##### MATERIAL FOR THIS EXERCISE #####

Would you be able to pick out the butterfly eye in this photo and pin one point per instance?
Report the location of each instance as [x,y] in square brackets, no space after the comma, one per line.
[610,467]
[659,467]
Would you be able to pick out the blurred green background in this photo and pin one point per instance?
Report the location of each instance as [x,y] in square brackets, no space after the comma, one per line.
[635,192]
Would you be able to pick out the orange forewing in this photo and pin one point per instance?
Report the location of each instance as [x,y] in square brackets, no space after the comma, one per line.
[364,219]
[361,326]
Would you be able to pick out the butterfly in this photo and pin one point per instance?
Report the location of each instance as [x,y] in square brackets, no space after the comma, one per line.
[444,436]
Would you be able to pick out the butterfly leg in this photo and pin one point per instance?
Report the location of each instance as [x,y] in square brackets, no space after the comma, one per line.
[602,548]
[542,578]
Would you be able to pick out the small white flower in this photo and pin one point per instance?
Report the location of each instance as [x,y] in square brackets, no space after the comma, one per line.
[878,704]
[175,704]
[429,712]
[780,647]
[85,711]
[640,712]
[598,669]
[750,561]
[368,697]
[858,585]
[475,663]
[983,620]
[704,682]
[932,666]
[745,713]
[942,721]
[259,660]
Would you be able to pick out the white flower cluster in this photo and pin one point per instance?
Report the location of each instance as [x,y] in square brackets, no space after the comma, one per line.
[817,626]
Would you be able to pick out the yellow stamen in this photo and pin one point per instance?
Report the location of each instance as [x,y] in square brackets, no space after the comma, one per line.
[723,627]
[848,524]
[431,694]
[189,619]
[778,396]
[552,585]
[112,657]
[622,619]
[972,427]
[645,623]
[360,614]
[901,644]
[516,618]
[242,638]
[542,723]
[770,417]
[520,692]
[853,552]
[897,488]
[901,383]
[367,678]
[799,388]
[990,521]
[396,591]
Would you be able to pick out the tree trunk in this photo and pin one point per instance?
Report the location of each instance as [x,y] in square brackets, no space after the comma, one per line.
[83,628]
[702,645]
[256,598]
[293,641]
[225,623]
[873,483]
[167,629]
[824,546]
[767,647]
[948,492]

#####

## YOUR GOAL
Every line above is to be transcribed exactly, with nothing dropped.

## SOLUTION TO THE EXERCISE
Would you be able to pick out the butterfly eye in this photo and pin one point per instance?
Report the location of each instance as [x,y] in square brackets, no space after the comma, one per line.
[610,467]
[659,467]
Would you be able to pick out the blurred green background in this photo and pin one point per instance?
Report the location of each instance as [x,y] in square brackets, no space after the comma, one per line.
[635,192]
Would you be able to pick out the orange forewing in this photo and pin one point per instance?
Report the location of each instance as [x,y] in square brackets, no space after the comma, one per line.
[364,219]
[361,326]
Would you be able to pick out the butterfly in this photo and pin one point per instance?
Report the location of each instance as [x,y] in square brackets, no space after the comma, one per line.
[444,436]
Would you be able to pick out the butterfly leg in this photo and pin one point per instance?
Report the location of each instance as [x,y] in square brackets, no space after the comma, one per line.
[602,548]
[542,578]
Would you be able to pick out the small white flower in this photo and pin one point per instance?
Report the location of each instance as [x,y] in square brackets, no space after the comma, one per line.
[878,704]
[175,704]
[429,712]
[780,647]
[85,711]
[640,712]
[598,669]
[750,561]
[368,697]
[858,585]
[475,663]
[983,620]
[704,682]
[932,666]
[745,713]
[942,721]
[259,660]
Would you be able to pick out the white flower cluster in this photo and pin one point per instance?
Report the location of each instance as [x,y] in square brackets, no space after the comma, one per line.
[817,626]
Would you be able to pick out the yellow stamen in this photo and pin one point per instance?
Report the location of each instance as [x,y] in square brackets, no space after the comma, one per line.
[723,627]
[848,524]
[431,694]
[189,619]
[778,396]
[552,585]
[112,657]
[622,619]
[972,427]
[645,623]
[360,614]
[901,644]
[516,618]
[242,638]
[542,723]
[770,417]
[520,692]
[853,552]
[897,488]
[901,383]
[367,678]
[799,388]
[990,521]
[396,591]
Would you be able to pick out the tree trunk in this photo and pin one point per instance?
Report the location of each instance as [x,y] in square brackets, no space after the comma, one per line.
[83,628]
[702,645]
[256,598]
[293,641]
[225,623]
[873,483]
[167,629]
[824,546]
[767,647]
[948,492]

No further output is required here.